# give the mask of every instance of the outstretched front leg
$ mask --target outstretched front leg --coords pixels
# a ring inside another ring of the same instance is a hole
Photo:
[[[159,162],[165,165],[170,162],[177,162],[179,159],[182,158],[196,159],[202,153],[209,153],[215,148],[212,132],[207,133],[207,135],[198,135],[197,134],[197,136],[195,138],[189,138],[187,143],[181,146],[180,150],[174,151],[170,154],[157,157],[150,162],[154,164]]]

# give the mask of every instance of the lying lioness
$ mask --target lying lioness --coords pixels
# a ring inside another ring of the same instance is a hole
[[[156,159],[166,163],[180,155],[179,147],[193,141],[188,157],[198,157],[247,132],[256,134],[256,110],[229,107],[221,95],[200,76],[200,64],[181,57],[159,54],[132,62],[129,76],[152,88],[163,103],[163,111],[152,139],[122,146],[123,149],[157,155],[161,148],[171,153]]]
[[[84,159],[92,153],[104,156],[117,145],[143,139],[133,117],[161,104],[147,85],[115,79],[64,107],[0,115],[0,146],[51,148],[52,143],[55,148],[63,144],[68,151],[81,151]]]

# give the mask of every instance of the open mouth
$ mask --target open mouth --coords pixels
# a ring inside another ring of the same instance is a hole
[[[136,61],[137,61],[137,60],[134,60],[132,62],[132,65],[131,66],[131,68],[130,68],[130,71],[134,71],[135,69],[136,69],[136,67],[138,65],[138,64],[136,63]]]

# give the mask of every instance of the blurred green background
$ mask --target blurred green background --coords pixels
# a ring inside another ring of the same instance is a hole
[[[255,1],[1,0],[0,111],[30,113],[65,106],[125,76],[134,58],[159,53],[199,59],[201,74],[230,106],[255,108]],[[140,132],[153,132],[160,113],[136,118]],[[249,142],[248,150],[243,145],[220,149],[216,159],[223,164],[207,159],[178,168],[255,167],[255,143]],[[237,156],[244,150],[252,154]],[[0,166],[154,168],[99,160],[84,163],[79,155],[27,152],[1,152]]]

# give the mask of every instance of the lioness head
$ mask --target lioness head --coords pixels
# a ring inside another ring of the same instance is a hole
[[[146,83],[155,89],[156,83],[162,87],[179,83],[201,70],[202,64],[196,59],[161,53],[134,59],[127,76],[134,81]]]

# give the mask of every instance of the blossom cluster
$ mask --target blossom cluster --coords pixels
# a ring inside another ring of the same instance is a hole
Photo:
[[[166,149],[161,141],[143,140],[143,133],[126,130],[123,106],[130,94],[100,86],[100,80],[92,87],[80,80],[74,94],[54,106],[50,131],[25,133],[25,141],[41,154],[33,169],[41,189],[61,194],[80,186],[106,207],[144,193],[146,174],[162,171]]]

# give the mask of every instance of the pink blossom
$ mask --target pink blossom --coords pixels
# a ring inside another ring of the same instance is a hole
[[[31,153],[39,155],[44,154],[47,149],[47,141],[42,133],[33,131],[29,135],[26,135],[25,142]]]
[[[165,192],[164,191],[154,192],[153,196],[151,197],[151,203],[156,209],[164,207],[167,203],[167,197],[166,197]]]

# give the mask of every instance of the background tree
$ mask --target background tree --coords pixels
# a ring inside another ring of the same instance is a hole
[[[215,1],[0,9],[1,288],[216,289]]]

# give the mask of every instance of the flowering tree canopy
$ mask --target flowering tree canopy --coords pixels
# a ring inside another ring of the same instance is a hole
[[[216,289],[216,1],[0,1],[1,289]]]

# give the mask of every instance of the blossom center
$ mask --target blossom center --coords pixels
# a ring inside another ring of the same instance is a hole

+ + + + + + +

Write out all the records again, swapping "lioness" for "tigress" everywhere it appears and changing nothing else.

• _WORKED ANSWER_
# give the mask of every instance of the outstretched front leg
$ mask --target outstretched front leg --coords pixels
# a ring inside another ring of the same instance is a hole
Photo:
[[[159,162],[165,165],[170,162],[177,162],[179,159],[182,158],[196,159],[202,153],[209,153],[215,148],[212,132],[207,133],[207,135],[198,135],[197,134],[197,136],[195,138],[189,138],[187,143],[181,146],[180,150],[174,151],[170,154],[157,157],[150,162],[154,164]]]

# give the mask of every instance of the lying tigress
$ mask --target lying tigress --coords pixels
# a ring inside another ring of the same instance is a hole
[[[156,159],[166,163],[180,155],[179,147],[193,141],[188,157],[198,157],[247,132],[256,134],[256,110],[229,107],[221,95],[200,76],[200,64],[181,57],[159,54],[132,62],[129,76],[152,88],[163,103],[163,111],[152,139],[122,146],[123,149],[157,155],[161,148],[171,153]]]
[[[84,159],[92,153],[104,156],[117,145],[143,139],[133,117],[161,104],[147,85],[115,79],[64,107],[0,115],[0,146],[51,148],[52,143],[55,148],[63,144],[68,151],[81,151]]]

# give the mask of every instance of the open mouth
$ mask --target open mouth --coords pixels
# a ring inside another ring of the same instance is a hole
[[[136,61],[137,61],[137,60],[134,60],[132,62],[132,65],[131,66],[131,68],[130,68],[130,71],[134,71],[135,69],[136,69],[136,67],[138,65],[138,64],[136,63]]]

# give the mask of every instance of the blurred green background
$ mask --target blurred green background --coords pixels
# a ring inside another ring of the same instance is a hole
[[[255,1],[1,0],[0,111],[30,113],[65,106],[125,76],[134,58],[159,53],[199,59],[201,74],[230,106],[255,108]],[[140,132],[153,132],[160,113],[136,118]],[[249,142],[248,150],[243,145],[220,149],[216,159],[223,164],[207,159],[178,168],[255,167],[255,143]],[[237,156],[244,150],[252,154]],[[0,166],[154,168],[99,160],[84,163],[79,155],[27,152],[1,152]]]

# give the mask of every instance of the tigress head
$ mask --target tigress head --coords pixels
# a ring inside another ring of the same instance is a hole
[[[146,83],[155,89],[156,83],[162,87],[179,83],[201,70],[202,64],[196,59],[161,53],[134,59],[127,76],[134,81]]]

# give the mask of every instance of the blossom cluster
$ mask --target blossom cluster --coords pixels
# a ring inside another ring of the same instance is a hole
Photo:
[[[166,149],[161,141],[143,140],[143,133],[126,130],[123,106],[130,94],[100,86],[100,80],[92,87],[80,80],[74,94],[54,106],[50,131],[25,133],[25,141],[41,154],[33,169],[41,189],[61,194],[80,186],[106,207],[144,193],[146,174],[162,171]]]

# give the mask of every instance of the pink blossom
$ mask --target pink blossom --coords pixels
# a ring inside another ring of the same instance is a hole
[[[31,153],[39,155],[44,154],[47,149],[47,141],[42,133],[33,131],[29,135],[26,135],[25,142]]]
[[[165,192],[164,191],[154,192],[153,196],[151,197],[151,203],[156,209],[164,207],[167,203],[167,197],[166,197]]]

# give the mask of every instance of the background tree
$ mask --target background tree --coords pixels
# a ring inside another ring of the same instance is a hole
[[[215,1],[0,9],[1,288],[216,289]]]

# give the mask of every instance of the flowering tree canopy
$ mask --target flowering tree canopy --coords pixels
# a ring inside another ring of the same instance is a hole
[[[216,289],[216,1],[0,1],[1,289]]]

# give the mask of every instance of the blossom center
$ mask --target blossom center --coords pixels
# a ring inside another ring of the same instance is a hole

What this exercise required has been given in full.